--- start of Data extract ---

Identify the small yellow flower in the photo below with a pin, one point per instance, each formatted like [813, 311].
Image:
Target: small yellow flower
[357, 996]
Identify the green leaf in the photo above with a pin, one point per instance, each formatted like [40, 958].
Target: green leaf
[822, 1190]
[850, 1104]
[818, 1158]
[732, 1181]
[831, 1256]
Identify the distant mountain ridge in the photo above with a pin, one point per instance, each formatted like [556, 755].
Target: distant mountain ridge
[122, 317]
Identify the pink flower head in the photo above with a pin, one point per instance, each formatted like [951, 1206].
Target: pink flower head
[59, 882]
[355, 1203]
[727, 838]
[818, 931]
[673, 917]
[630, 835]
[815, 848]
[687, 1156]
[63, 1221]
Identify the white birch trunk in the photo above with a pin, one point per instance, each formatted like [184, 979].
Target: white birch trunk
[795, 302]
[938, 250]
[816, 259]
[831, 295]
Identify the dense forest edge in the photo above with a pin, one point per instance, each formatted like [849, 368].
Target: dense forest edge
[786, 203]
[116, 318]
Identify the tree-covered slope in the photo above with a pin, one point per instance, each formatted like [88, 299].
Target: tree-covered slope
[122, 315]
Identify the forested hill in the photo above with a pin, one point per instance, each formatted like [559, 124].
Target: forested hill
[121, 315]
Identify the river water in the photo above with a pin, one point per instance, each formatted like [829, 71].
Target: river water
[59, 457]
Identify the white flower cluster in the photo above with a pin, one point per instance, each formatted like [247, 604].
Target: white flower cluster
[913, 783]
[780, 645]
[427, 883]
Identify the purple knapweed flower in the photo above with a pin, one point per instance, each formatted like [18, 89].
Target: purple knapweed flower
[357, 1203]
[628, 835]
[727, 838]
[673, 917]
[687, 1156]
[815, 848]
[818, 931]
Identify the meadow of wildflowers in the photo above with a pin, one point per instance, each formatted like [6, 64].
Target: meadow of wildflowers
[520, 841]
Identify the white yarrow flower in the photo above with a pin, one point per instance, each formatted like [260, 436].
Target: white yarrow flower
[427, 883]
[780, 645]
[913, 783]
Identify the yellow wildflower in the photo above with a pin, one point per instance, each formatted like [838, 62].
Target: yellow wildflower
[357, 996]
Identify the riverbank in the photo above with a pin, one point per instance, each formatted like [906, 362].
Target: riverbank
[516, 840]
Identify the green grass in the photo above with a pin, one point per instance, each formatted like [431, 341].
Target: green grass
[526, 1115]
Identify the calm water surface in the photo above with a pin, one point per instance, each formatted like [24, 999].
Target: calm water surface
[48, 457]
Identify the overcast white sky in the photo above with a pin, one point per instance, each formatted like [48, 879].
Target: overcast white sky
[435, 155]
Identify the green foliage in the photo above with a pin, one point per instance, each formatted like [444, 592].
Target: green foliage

--- end of Data extract ---

#### What is asked
Format the lines of the listing above as a numbered list, starting at the line that contains "Identify the green grass" and ending at the last line of the listing. Leave out any blank lines.

#### Result for this exercise
1. Identify the green grass in the photo above with a pin, one point per instance, each formatted like [431, 341].
2. Target: green grass
3. [526, 1115]
4. Identify the calm water surface in the photo above with a pin, one point per instance, each formatted like [24, 999].
5. Target: calm water surface
6. [48, 457]
7. Identify the overcast white sky in the photo above with a pin, one point per instance, each formatted like [48, 879].
8. Target: overcast white sky
9. [435, 155]
10. Identify the green foliage in the photo above with a pin, one point per instance, each formatted like [444, 592].
11. Target: green foliage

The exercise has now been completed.